Short problem.
Return every line of the data below without any change.

Records for this task.
* BEGIN *
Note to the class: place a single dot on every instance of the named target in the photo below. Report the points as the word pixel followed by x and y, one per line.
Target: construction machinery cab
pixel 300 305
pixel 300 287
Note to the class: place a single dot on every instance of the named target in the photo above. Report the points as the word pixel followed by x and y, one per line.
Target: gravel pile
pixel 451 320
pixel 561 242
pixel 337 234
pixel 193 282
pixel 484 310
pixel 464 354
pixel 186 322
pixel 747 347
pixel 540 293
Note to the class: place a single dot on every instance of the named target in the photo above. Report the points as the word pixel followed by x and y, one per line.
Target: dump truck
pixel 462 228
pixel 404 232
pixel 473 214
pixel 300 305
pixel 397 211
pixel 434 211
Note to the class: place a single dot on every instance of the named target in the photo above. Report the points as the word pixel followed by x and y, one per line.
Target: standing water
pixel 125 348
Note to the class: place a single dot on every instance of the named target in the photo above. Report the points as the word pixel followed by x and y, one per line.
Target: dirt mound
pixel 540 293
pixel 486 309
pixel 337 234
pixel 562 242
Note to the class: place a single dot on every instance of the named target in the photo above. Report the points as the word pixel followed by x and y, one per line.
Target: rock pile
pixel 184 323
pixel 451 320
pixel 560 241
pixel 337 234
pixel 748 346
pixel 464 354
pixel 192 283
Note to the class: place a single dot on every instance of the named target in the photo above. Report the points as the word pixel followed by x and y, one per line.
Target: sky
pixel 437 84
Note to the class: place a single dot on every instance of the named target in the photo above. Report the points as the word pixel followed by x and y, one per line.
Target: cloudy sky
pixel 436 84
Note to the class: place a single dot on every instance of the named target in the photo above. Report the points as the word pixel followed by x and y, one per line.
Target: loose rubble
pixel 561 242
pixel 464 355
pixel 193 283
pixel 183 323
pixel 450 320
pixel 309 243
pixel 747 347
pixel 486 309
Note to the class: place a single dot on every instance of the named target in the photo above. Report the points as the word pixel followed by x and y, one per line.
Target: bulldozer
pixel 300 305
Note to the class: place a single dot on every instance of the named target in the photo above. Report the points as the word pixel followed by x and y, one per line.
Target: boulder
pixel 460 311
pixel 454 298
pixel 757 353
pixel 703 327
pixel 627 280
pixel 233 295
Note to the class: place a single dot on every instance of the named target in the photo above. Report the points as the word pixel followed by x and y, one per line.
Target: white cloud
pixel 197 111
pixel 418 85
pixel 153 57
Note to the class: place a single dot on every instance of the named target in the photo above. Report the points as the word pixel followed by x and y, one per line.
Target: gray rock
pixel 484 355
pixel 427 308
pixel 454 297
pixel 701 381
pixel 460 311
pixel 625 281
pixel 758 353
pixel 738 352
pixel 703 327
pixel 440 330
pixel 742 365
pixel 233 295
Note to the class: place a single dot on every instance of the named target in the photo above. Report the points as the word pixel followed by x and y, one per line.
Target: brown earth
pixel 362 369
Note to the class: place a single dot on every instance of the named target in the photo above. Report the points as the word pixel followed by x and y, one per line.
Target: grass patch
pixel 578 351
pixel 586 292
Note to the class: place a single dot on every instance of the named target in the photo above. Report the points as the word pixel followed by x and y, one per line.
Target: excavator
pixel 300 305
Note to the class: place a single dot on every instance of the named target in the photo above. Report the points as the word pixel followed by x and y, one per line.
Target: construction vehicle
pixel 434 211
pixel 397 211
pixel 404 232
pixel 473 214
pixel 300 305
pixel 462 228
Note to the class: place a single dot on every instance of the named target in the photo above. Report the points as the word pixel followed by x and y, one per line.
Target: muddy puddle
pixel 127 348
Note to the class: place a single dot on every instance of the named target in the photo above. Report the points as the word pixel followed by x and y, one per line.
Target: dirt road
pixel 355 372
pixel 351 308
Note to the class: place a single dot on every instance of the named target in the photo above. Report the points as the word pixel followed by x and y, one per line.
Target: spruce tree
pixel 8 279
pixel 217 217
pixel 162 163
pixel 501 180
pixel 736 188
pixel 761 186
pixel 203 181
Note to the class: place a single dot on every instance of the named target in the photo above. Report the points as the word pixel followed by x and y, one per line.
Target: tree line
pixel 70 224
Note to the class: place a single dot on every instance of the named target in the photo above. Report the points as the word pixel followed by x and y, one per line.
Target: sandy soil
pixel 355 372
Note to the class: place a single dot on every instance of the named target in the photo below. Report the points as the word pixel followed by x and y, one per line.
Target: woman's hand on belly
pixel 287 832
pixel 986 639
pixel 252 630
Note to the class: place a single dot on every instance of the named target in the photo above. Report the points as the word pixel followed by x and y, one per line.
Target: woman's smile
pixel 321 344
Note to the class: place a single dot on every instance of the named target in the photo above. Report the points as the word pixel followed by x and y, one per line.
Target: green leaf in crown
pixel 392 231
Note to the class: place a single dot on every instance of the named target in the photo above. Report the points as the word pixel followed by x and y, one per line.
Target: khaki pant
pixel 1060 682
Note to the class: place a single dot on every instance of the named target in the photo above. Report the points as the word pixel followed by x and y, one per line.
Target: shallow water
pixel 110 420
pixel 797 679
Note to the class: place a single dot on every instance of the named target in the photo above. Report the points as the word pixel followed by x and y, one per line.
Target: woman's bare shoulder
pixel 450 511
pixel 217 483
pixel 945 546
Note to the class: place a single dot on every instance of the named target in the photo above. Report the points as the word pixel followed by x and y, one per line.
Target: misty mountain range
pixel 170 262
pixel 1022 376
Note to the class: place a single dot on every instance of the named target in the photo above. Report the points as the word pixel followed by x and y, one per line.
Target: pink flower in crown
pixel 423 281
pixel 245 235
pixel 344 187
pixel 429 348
* END *
Final answer.
Note to the class: place a single dot on every instance of the named target in the photo below. Report the points as the word pixel followed by x and y, one per line.
Target: construction machinery cab
pixel 300 305
pixel 300 287
Note to the class: place a single dot on every instance of the named target in the photo above. Report the points as the word pixel followed by x and y, one per line.
Target: gravel pile
pixel 451 320
pixel 561 242
pixel 337 234
pixel 193 282
pixel 484 310
pixel 464 354
pixel 186 322
pixel 747 347
pixel 540 293
Note to the class: place a single dot on every instance of the named target in the photo above. Report the points as the word pixel followed by x and y, one per line.
Target: dump truck
pixel 462 228
pixel 404 232
pixel 473 214
pixel 300 305
pixel 397 211
pixel 434 211
Note to the class: place a single dot on every instance of the named target in the photo above. Report the points as the word pixel followed by x and y, one per line.
Target: standing water
pixel 125 348
Note to the class: place a single dot on every instance of the named target in the photo above. Report the points as the word pixel followed by x and y, one per line.
Target: dirt mound
pixel 540 293
pixel 486 309
pixel 337 234
pixel 562 242
Note to the class: place a single dot on every instance of the named target in the photo above. Report the points as the word pixel followed by x and y, one per line.
Target: rock pile
pixel 184 323
pixel 451 320
pixel 560 241
pixel 337 234
pixel 748 346
pixel 464 354
pixel 192 283
Note to the class: place a single dot on every instance of the named target in the photo above. Report the points as the word pixel followed by x and y, one per line.
Target: sky
pixel 437 84
Note to the class: place a single dot on every instance of the named target in the photo above. Report the points as the word pixel followed by x and y, one per line.
Target: cloudy sky
pixel 436 84
Note to the class: place a single dot on every instance of the named target in the photo above. Report the points as the word pixel followed by x and y, one per line.
Target: loose rubble
pixel 561 242
pixel 464 355
pixel 193 283
pixel 183 323
pixel 450 320
pixel 309 243
pixel 747 347
pixel 486 309
Note to the class: place a single dot on every instance of the named target in the photo above. Report the points as the word pixel followed by x and y, one per line.
Target: bulldozer
pixel 300 305
Note to the class: place a single dot on every instance of the named target in the photo above. Report the points as the word pixel followed by x and y, one per line.
Target: boulder
pixel 460 311
pixel 454 298
pixel 757 353
pixel 703 327
pixel 627 280
pixel 233 295
Note to the class: place a single dot on every instance of the named target in the photo above. Report the points as the word pixel followed by x and y, one per line.
Target: white cloud
pixel 197 111
pixel 418 85
pixel 153 57
Note to the class: place a single dot on every instance of the named target in the photo above. Report the points as the word pixel followed by x and y, one per line.
Target: gray rock
pixel 484 355
pixel 427 308
pixel 454 297
pixel 701 381
pixel 460 311
pixel 625 281
pixel 758 353
pixel 738 352
pixel 703 327
pixel 440 330
pixel 742 365
pixel 233 295
Note to the class: place a single dot on every instance of the named target in the photo above. Report the points as the word pixel followed by x and y, one per line.
Target: brown earth
pixel 362 369
Note to the class: place a single dot on every instance of the named target in the photo above. Report the points as the word pixel followed by x and y, one per line.
Target: grass patch
pixel 578 351
pixel 586 292
Note to the class: place a single dot on every instance of the named target in the photo above. Report the points as the word pixel followed by x and y, one per line.
Target: excavator
pixel 300 305
Note to the class: place a single dot on every instance of the named target in the photo above. Report the points as the word pixel followed by x and y, one per line.
Target: construction vehicle
pixel 434 211
pixel 397 211
pixel 404 232
pixel 473 214
pixel 300 305
pixel 462 228
Note to the class: place a single dot on every instance of the named target in the photo above. Report the points as the word pixel followed by x and y, one per line.
Target: muddy puddle
pixel 127 348
Note to the class: place a single dot on every instance of the named target in the photo above. Report the points as the word pixel followed by x and y, one per line.
Target: dirt road
pixel 355 372
pixel 351 308
Note to the class: place a single dot on every instance of the named target in the photo above. Report the points as the word pixel followed by x and y, one per line.
Target: spruce tree
pixel 8 279
pixel 217 217
pixel 162 163
pixel 501 180
pixel 736 188
pixel 761 186
pixel 203 181
Note to the class: place a single dot on every instance of the named target in the photo above. Report the points as the word pixel followed by x and y, one per line.
Target: tree line
pixel 70 224
Note to the class: place a single dot on every instance of the named target in the photo above. Report the points as the word pixel followed by x and y, one per line.
Target: sandy soil
pixel 355 372
Note to the class: place a single dot on every instance of the named target in the photo below. Report the points as the word pixel followed by x and y, one per line.
Target: woman's hand on belly
pixel 287 832
pixel 986 639
pixel 252 630
Note to the class: place a single dot on every instance of the named target in the photo above. Report the points as the word pixel followed by x and y, one per line.
Target: woman's smile
pixel 321 344
Note to the class: place a single dot on every instance of the named target in the photo above. Report the points as the word pixel followed by x and y, one per line.
Target: green leaf in crown
pixel 392 231
Note to the class: place a single dot on every instance of the named target in the photo above. Report the points as the word pixel followed by x and y, one per line.
Target: khaki pant
pixel 1060 682
Note to the class: place a single dot on every instance of the named target in the photo above. Report the points as the word pixel followed by x and y, one per line.
Target: shallow water
pixel 110 420
pixel 797 679
Note to the class: place a single dot on every instance of the named target in the photo above. Report the points as the word pixel followed by x and y, one per line.
Target: woman's bare shoulder
pixel 450 511
pixel 217 483
pixel 945 546
Note to the class: place a single dot on every instance of the named target in the photo above. Report the points as the word pixel followed by x and y, one per line.
Target: misty mountain range
pixel 170 262
pixel 1022 376
Note to the class: place a single dot on every instance of the named target in the photo above. Report the points as the word pixel followed by x and y, one per line.
Target: pink flower in crown
pixel 423 281
pixel 245 235
pixel 344 187
pixel 429 348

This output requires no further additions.